> **TASK BRIEF**
From the listing below, pull out each line that contains the word "positive" and copy it unchanged.

> **INFORMATION SHOWN**
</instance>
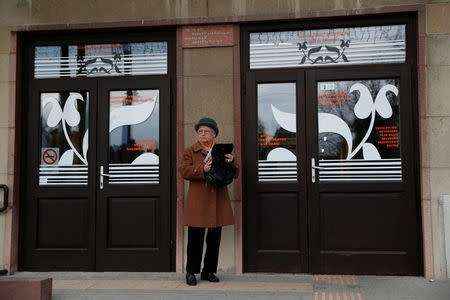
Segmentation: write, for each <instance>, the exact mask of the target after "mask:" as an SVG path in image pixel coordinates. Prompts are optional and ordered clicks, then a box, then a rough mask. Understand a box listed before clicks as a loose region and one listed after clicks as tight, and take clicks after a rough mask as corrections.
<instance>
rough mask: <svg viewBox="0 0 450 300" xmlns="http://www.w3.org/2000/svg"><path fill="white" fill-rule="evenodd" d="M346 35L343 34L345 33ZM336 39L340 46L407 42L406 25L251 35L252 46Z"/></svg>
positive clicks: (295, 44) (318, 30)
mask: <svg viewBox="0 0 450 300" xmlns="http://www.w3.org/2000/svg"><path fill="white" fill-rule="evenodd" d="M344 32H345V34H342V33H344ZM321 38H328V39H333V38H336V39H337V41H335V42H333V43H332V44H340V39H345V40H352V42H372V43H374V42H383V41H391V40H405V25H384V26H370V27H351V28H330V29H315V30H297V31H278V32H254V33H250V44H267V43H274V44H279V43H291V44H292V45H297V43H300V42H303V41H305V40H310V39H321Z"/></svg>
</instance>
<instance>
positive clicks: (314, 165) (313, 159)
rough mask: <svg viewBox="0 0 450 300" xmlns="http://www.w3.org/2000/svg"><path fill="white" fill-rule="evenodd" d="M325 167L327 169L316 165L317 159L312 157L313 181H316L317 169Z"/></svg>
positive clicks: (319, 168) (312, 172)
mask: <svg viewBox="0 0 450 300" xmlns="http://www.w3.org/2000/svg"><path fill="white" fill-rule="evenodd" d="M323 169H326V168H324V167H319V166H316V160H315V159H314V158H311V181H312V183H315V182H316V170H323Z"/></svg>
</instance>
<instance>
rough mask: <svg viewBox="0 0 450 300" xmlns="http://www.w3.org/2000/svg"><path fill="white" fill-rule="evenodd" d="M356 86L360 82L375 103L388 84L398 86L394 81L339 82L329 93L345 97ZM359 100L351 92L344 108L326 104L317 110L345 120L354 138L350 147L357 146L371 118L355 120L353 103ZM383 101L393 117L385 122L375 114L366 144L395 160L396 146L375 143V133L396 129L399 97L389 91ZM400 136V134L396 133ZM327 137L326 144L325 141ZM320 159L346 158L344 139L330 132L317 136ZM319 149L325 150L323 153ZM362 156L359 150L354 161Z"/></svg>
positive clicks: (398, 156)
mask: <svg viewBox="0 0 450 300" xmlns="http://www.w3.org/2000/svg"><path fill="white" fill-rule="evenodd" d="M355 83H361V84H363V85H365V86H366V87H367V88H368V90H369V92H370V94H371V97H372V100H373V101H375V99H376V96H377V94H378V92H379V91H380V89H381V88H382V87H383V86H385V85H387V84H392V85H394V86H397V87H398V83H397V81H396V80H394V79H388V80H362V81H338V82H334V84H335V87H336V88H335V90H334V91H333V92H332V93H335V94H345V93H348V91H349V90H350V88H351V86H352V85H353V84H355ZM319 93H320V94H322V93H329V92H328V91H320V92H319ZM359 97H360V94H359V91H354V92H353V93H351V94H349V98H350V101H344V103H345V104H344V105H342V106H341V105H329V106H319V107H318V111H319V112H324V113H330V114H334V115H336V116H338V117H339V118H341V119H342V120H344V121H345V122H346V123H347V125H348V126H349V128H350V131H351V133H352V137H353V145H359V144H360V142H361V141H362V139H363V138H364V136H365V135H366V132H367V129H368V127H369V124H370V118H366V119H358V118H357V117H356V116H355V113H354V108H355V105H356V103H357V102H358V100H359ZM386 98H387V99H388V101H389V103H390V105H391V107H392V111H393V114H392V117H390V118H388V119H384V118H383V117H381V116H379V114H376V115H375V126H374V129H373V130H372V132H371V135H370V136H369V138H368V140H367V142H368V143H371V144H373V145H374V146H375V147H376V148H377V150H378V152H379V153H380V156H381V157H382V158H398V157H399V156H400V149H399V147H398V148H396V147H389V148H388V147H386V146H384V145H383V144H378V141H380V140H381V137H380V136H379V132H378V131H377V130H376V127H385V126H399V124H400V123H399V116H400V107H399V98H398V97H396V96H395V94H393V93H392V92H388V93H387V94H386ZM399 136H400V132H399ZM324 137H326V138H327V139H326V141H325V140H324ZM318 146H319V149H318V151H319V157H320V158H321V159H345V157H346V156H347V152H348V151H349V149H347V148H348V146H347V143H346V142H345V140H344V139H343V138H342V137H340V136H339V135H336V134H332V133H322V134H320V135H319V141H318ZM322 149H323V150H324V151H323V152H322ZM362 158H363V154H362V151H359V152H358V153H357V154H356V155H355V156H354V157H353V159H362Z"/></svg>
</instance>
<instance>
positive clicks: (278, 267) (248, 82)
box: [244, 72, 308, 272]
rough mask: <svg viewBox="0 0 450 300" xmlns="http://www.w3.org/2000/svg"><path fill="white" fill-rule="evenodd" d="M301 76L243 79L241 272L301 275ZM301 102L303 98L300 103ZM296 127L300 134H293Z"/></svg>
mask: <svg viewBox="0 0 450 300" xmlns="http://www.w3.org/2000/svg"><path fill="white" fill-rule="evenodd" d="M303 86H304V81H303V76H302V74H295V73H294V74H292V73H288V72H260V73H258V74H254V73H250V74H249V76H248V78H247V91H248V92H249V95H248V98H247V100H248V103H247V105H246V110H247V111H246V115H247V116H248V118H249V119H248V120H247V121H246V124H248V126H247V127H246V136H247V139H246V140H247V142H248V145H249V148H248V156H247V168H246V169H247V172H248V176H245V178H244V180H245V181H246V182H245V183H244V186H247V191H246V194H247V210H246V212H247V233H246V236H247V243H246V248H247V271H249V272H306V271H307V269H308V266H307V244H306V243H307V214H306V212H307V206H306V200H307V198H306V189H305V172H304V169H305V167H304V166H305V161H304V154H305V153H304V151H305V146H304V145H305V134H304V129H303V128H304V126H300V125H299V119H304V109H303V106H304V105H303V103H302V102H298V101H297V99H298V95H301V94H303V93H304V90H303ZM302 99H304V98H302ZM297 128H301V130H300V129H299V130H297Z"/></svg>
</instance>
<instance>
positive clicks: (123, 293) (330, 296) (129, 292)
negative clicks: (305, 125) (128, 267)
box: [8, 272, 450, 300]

...

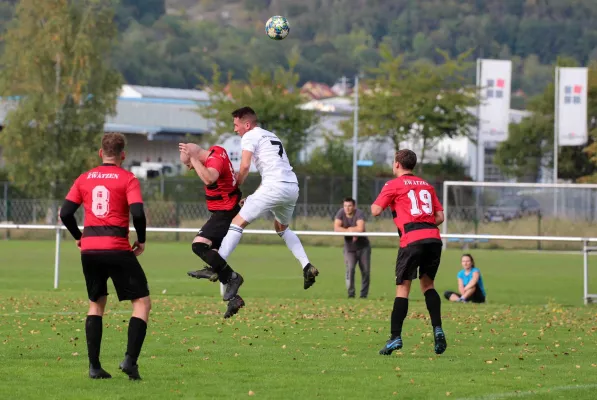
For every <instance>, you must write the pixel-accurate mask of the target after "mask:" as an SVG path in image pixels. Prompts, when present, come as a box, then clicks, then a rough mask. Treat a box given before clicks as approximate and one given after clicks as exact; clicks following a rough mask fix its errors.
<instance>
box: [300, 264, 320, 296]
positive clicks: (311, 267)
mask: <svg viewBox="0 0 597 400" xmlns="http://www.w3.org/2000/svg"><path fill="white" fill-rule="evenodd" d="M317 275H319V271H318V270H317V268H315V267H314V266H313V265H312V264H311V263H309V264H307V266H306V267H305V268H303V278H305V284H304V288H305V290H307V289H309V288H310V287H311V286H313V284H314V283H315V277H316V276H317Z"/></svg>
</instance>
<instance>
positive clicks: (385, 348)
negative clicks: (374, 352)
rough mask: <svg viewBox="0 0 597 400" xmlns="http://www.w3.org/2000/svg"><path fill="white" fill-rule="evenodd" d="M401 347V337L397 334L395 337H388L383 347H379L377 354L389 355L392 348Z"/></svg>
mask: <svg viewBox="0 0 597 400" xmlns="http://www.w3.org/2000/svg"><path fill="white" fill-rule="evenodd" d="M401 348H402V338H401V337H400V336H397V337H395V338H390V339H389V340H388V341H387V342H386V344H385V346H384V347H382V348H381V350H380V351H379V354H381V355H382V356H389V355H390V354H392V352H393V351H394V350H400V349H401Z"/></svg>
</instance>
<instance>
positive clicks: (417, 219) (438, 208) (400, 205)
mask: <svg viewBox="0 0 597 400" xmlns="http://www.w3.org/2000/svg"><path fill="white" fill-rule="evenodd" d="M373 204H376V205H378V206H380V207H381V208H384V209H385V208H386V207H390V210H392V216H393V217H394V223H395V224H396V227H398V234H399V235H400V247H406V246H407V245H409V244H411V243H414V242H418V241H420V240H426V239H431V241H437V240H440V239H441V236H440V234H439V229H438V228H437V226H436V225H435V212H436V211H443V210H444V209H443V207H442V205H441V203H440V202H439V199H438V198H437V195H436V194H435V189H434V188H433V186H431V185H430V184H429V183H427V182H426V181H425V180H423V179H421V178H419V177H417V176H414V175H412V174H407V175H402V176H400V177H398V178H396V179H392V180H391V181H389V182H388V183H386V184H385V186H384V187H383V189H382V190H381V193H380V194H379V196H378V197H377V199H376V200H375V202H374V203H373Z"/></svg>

==

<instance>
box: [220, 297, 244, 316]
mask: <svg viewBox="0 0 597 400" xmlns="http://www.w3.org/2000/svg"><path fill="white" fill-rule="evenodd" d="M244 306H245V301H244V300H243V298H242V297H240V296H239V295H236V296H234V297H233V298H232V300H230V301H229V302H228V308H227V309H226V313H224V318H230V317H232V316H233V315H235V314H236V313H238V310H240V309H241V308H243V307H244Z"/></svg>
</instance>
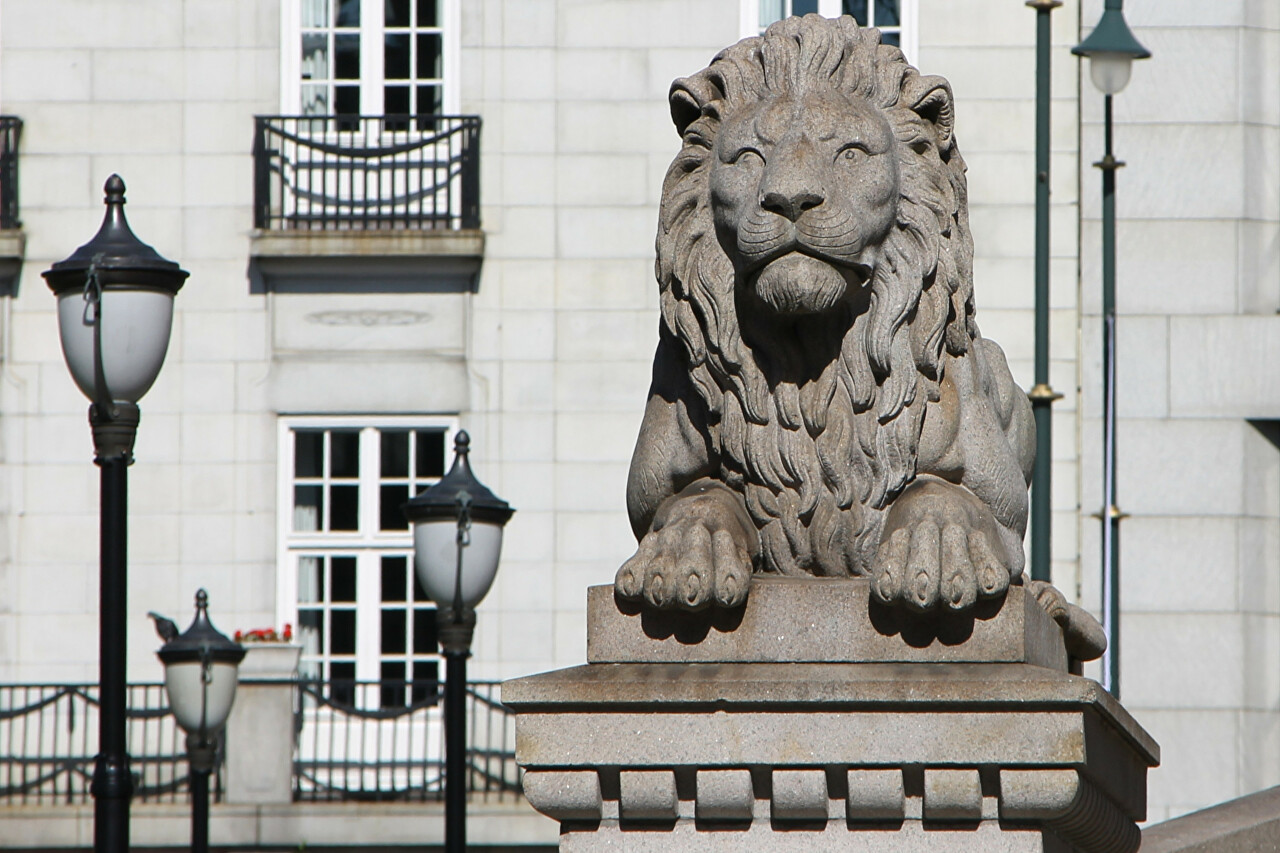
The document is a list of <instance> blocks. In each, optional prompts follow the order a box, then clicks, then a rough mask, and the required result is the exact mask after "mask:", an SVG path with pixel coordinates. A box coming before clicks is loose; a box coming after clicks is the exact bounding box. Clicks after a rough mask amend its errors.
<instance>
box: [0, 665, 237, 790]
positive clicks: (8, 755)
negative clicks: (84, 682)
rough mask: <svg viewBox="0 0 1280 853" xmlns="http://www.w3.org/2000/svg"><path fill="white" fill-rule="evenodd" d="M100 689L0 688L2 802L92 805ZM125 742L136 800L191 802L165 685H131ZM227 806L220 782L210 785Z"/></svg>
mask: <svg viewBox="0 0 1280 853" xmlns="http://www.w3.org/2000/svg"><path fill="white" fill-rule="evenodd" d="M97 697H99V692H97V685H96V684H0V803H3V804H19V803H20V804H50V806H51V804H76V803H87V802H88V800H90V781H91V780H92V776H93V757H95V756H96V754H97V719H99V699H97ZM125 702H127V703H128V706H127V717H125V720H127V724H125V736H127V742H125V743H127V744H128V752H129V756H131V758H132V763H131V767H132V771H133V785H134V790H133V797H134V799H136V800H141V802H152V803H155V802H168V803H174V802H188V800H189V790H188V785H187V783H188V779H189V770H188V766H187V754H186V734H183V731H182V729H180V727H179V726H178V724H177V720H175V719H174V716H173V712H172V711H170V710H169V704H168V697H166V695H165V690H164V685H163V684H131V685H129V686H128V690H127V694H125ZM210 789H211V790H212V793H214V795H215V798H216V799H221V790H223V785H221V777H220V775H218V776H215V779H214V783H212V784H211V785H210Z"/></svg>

> **SOLUTION TO THE EXERCISE**
positive clicks: (295, 44) (318, 30)
positive clicks: (314, 165) (313, 159)
positive clicks: (319, 168) (312, 172)
positive clicks: (398, 156)
positive clicks: (278, 267) (248, 82)
positive clicks: (123, 293) (330, 296) (129, 292)
positive clicks: (311, 267)
positive clicks: (385, 348)
positive clicks: (417, 219) (438, 208) (400, 205)
positive clicks: (8, 755)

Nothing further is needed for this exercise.